| WHAT TO DO |
Repeat all of the material below exactly as written, images excluded.

| LISTING |
======
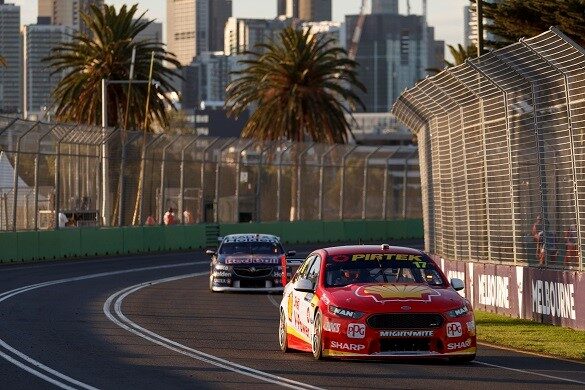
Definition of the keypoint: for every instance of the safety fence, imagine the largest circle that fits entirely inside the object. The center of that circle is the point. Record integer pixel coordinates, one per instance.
(70, 242)
(54, 176)
(502, 154)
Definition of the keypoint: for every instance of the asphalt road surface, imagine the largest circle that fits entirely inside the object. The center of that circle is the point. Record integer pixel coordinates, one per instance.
(150, 322)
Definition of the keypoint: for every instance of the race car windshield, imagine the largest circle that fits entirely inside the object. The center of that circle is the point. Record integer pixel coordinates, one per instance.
(251, 247)
(342, 270)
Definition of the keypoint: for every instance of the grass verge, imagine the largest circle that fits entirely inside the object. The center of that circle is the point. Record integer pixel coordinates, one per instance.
(530, 336)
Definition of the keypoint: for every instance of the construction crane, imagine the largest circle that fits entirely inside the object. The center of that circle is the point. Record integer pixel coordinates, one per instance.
(357, 31)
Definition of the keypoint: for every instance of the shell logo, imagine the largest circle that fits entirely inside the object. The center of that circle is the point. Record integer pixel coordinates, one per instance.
(392, 292)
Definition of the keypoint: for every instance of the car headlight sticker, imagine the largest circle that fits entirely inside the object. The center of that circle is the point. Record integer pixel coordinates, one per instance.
(338, 311)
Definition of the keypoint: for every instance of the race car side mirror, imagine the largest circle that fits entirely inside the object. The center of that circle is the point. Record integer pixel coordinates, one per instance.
(304, 285)
(457, 284)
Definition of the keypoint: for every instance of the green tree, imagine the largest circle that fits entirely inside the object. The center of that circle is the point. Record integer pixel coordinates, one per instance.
(460, 54)
(301, 86)
(105, 52)
(514, 19)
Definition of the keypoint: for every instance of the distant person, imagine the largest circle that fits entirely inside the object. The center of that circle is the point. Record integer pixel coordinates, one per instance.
(571, 253)
(63, 220)
(149, 221)
(188, 217)
(169, 218)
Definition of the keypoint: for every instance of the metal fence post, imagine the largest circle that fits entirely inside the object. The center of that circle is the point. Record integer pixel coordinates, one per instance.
(15, 177)
(571, 144)
(217, 177)
(238, 170)
(163, 177)
(342, 186)
(37, 157)
(181, 210)
(298, 173)
(279, 181)
(321, 178)
(203, 165)
(58, 176)
(365, 187)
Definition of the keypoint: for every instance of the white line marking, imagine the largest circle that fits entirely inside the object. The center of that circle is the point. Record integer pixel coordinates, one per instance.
(131, 326)
(35, 367)
(530, 372)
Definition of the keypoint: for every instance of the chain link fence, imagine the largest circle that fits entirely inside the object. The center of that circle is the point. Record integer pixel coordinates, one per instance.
(502, 155)
(53, 176)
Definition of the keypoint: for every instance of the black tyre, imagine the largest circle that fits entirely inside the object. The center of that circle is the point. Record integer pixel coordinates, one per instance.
(282, 335)
(317, 341)
(462, 359)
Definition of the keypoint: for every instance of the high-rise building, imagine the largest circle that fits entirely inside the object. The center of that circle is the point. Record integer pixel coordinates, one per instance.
(66, 12)
(196, 26)
(153, 32)
(39, 79)
(385, 6)
(308, 10)
(467, 26)
(244, 34)
(394, 53)
(315, 10)
(10, 83)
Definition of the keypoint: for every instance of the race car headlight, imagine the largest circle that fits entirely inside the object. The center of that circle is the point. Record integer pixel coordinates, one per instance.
(459, 312)
(338, 311)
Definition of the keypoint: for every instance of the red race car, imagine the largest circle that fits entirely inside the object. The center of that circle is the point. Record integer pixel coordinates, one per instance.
(372, 301)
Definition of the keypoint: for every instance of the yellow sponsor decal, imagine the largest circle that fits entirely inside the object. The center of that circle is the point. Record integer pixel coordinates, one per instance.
(397, 292)
(386, 256)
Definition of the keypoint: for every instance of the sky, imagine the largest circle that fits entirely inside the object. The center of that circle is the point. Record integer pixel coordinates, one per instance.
(445, 15)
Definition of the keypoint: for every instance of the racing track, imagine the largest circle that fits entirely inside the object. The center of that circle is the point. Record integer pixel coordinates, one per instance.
(150, 323)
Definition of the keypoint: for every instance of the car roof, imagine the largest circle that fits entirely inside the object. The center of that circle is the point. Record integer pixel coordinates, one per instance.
(251, 237)
(382, 248)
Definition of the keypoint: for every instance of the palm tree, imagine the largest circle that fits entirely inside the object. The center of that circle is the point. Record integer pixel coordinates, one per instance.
(105, 52)
(301, 87)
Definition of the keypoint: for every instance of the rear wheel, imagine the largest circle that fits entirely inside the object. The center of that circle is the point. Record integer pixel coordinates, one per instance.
(461, 359)
(317, 341)
(282, 335)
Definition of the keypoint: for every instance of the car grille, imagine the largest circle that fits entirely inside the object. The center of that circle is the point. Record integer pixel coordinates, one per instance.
(405, 321)
(253, 272)
(405, 345)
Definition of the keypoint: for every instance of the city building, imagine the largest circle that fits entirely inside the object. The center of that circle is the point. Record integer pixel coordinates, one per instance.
(308, 10)
(243, 34)
(394, 52)
(153, 32)
(196, 26)
(10, 76)
(38, 78)
(379, 128)
(205, 78)
(333, 30)
(384, 6)
(66, 12)
(467, 14)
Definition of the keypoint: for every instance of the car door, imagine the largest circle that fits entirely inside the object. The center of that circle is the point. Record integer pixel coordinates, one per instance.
(304, 303)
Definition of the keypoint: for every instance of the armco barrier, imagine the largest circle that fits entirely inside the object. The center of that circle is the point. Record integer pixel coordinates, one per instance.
(88, 242)
(543, 295)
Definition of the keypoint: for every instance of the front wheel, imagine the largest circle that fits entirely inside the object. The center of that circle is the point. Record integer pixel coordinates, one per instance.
(282, 335)
(317, 342)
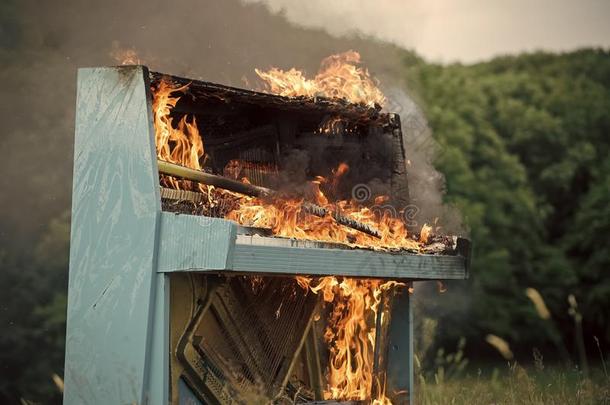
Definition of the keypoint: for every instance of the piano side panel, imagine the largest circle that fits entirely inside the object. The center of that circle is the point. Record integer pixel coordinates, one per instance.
(115, 209)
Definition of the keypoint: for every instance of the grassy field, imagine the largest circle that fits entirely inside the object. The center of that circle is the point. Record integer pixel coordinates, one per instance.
(513, 384)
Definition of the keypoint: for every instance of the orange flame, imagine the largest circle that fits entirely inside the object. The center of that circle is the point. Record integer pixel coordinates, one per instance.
(124, 56)
(350, 333)
(338, 77)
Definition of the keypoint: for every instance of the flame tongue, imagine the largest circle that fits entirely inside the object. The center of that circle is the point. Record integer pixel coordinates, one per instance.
(339, 77)
(349, 333)
(355, 303)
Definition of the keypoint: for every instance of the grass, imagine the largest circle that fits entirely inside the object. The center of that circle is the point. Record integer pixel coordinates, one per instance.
(515, 385)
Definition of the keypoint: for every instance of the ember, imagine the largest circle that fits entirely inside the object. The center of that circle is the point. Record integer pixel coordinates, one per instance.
(314, 213)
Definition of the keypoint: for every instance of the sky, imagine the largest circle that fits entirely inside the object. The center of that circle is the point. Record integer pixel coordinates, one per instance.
(460, 30)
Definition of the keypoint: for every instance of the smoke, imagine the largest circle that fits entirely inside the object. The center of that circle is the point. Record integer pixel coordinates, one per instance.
(43, 44)
(426, 184)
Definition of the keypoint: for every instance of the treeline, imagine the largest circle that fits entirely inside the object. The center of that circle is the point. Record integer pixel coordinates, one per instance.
(524, 149)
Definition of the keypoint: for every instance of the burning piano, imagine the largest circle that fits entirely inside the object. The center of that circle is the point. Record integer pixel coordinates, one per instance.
(231, 246)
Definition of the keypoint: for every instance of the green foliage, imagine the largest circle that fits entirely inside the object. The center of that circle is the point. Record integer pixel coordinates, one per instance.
(525, 155)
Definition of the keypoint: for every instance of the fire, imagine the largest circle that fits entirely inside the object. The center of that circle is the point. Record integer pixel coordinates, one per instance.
(124, 56)
(350, 331)
(350, 334)
(182, 145)
(338, 77)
======
| RESPONSE TO THE EXERCISE |
Definition of the keypoint: for every instance of the safety fence, imagine the largest circle that fits entirely inside the object. The center of that circle is the point. Record integer pixel coordinates, one per instance.
(70, 242)
(54, 176)
(502, 154)
Definition of the keypoint: for every instance of the asphalt road surface, imagine the largest circle that fits entirely inside the object. The center of that circle is the point. Record integer pixel coordinates, one per instance.
(150, 322)
Definition of the keypoint: for every instance of the race car windshield, imagine the largest circle that fits entirely inside the object. The center of that circle is the point. Record integer pixel coordinates, one per instance.
(251, 247)
(342, 270)
Definition of the keypoint: for every instance of the grass verge, imagine the largest circle that fits entirely inside the object. The center of that circle is the point. Record integer pixel coordinates, one per instance.
(530, 336)
Definition of the keypoint: for every instance of the construction crane, imagine the largest circle that fits entirely inside the object. The center of that circle is the point. Record integer pixel coordinates, one per instance.
(357, 31)
Definition of the keypoint: for every instance of the shell logo, imagine the largest circle that fits entirely inside the object. The center of that circle is the point. Record integer pixel coordinates, one per instance.
(392, 292)
Definition of the keypoint: for every instance of the car headlight sticker, imagine the largest circle that fits entirely inside the object. The center of that circle is the point. Record integer pixel coordinates, one per instance.
(338, 311)
Definition of the keypoint: for every instance of the race car side mirror, imagine the largest circle that fits entirely inside the object. The center of that circle is the point. Record integer pixel coordinates, one per instance.
(304, 285)
(457, 284)
Definition of the keypoint: for every instance of the green tree, imagine the largest circle that fits entirely inside the object. The center of that circle is the point. Record integer pixel coordinates, one per instance.
(460, 54)
(301, 86)
(105, 52)
(514, 19)
Definition of the keypoint: for every instance of the distant person, imagine the largest circle that fits entirely inside the object. The center of that circle is the point. Record integer pixel coordinates, one per instance.
(571, 253)
(63, 220)
(149, 221)
(188, 217)
(169, 218)
Definition of the keypoint: for every instance of the metal fence post, imagine the largest circle that fits entirely inside the object. The center of that circle is the point. Record integer pixel coordinates, one per instance.
(15, 177)
(571, 144)
(217, 177)
(238, 170)
(163, 177)
(342, 186)
(37, 157)
(181, 210)
(298, 173)
(279, 181)
(321, 178)
(203, 165)
(58, 176)
(365, 187)
Definition of the keypoint: for every instance of the white line marking, imagine the largest circle that fits entirely inside the object. The center of that circle is the point. Record integer pixel coordinates, one per instance.
(131, 326)
(35, 367)
(530, 372)
Definition of the keypoint: for every instance of the chain link fence, imagine the largest circle that fits entirely inside the object. The center of that circle is the point. Record integer pixel coordinates, one per instance.
(502, 155)
(53, 176)
Definition of the keypoint: for every instance of the black tyre, imagine the largest circle that fits entirely inside the object. The center of that circle is the point. Record integer pixel coordinates, one per instance.
(282, 335)
(317, 341)
(462, 359)
Definition of the keypoint: for every instance of the high-rise building, imagine the largest circle that fits entirely inside the object. The center of that circle is the point. Record integer pixel coordinates, one per instance.
(66, 12)
(196, 26)
(153, 32)
(39, 79)
(385, 6)
(308, 10)
(467, 26)
(244, 34)
(394, 53)
(315, 10)
(10, 83)
Definition of the keypoint: for every instance of the race car headlight, imagine the largest circle that fits entirely inside the object. The center of that circle is the point. Record integer pixel coordinates, one per instance.
(459, 312)
(338, 311)
Definition of the keypoint: for every instance of the red race car, imagine the largest circle that fits entirely inside the object. The center of that circle is the point. Record integer pixel coordinates, one per instance.
(372, 301)
Definition of the keypoint: for every instance of the yellow sponsor decal, imagine the largest circle that fits entirely inside the object. The center of that circle is the point. Record integer pixel coordinates, one per instance.
(397, 292)
(386, 256)
Definition of the keypoint: for every instance of the sky, imagine the largest circle that fits entirely inside the object. The center of that circle is the point. Record integer pixel coordinates, one per instance.
(445, 15)
Definition of the keypoint: for every instance of the racing track, imagine the largest circle that fits entirely inside the object. The center of that circle is the point. Record integer pixel coordinates, one per instance.
(150, 323)
Definition of the keypoint: for every instance of the car roof, imagine the largest circle that fits entirely inside the object. The center of that circle is the point. Record integer pixel coordinates, one per instance.
(251, 237)
(382, 248)
Definition of the keypoint: for every instance of the palm tree, imagine the largest circle that fits entirely inside the object. The center of that circle is the point. Record integer pixel coordinates, one per instance.
(105, 52)
(301, 87)
Definition of the keypoint: for every instance of the rear wheel, imagine the largest circle that fits entirely inside the object. The center of that circle is the point. Record integer pixel coordinates, one per instance.
(461, 359)
(317, 341)
(282, 335)
Definition of the keypoint: for every instance of the car grille, imagine the largest circle that fits entirely inside the object. The center of that circle is the point. Record integer pixel coordinates, one per instance.
(405, 321)
(253, 272)
(405, 345)
Definition of the keypoint: for every instance of the city building, imagine the largest circle that fits entirely inside the object. The center of that circle is the point. Record integer pixel coordinates, one per instance.
(308, 10)
(243, 34)
(394, 52)
(153, 32)
(196, 26)
(10, 76)
(38, 78)
(379, 128)
(205, 78)
(333, 30)
(384, 6)
(66, 12)
(467, 14)
Definition of the keypoint: for every instance of the car door, imagine the largest circle that fits entirely inside the object. The center of that circle is the point. Record integer pixel coordinates, one per instance.
(304, 303)
Definition of the keypoint: for every instance of the armco barrier, imagine the largest circle that fits entirely inside the object. The center of that circle is the point. Record integer pixel coordinates, one per instance.
(88, 242)
(543, 295)
Definition of the keypoint: for every instance of the front wheel, imagine the largest circle that fits entirely inside the object. The center of that circle is the point. Record integer pixel coordinates, one per instance.
(282, 335)
(317, 342)
Definition of the keypoint: for every instance of the piano side panel, imagine the largest circle that fits entirely inside the object. The center of that circle is the point. Record integer pixel coordinates, one per instance.
(115, 209)
Definition of the keypoint: for every instance of the grassy field, imagine the largest circle that fits entirely inside the object. The center of that circle is the point. Record integer pixel coordinates, one per instance.
(513, 384)
Definition of the keypoint: for every instance of the orange flame, imagine the largest circle that fits entirely inside the object. The center of that circle is the point. Record integer pixel coordinates, one per instance.
(124, 56)
(350, 333)
(338, 77)
Definition of the keypoint: for every instance of the flame tongue, imagine the largest circle that fits entirely inside the object. The center of that circle is the point. Record integer pixel coordinates, one per instance.
(339, 77)
(349, 333)
(355, 303)
Definition of the keypoint: for every instance of the grass, imagine the largest circle that fits entirely inside the object. The center of that circle is the point. Record integer pixel coordinates, one per instance.
(515, 385)
Definition of the keypoint: for every instance of the ember, imagine the largest circle that fits entirely inside the object. The center of that circle is the point. Record integer pixel coordinates, one per instance.
(314, 213)
Definition of the keypoint: for every instance of the sky, imagine the largest circle that fits entirely inside the object. The center of that circle is the point. Record integer pixel coordinates, one per instance.
(460, 30)
Definition of the keypoint: for every instance of the smoke, imagine the largest circle that fits entirely inside the object. The center of that circle is the point. Record integer pixel coordinates, one per instance.
(43, 44)
(426, 184)
Definition of the keypoint: for every instance of the treeline, imagine the largest circle that fits entirely inside the object. The center of that circle is the point. Record integer pixel coordinates, one per instance.
(524, 149)
Definition of the keypoint: for every instance of the burning piano, imagine the largest circle that fits entirely inside the object. The center of that circle is the point. Record integer pixel coordinates, one per instance.
(231, 246)
Definition of the keypoint: for every instance of the green foliage, imagine the largest circle that fits entirely inside the object. The center of that circle is the point. Record integer pixel coordinates, one per instance.
(525, 155)
Definition of the keypoint: for every instance of the fire, imagine the largest circle that fits entirely inside the object. The center of that circle is the point. Record integer pixel coordinates, one per instance.
(124, 56)
(350, 331)
(350, 334)
(182, 145)
(338, 77)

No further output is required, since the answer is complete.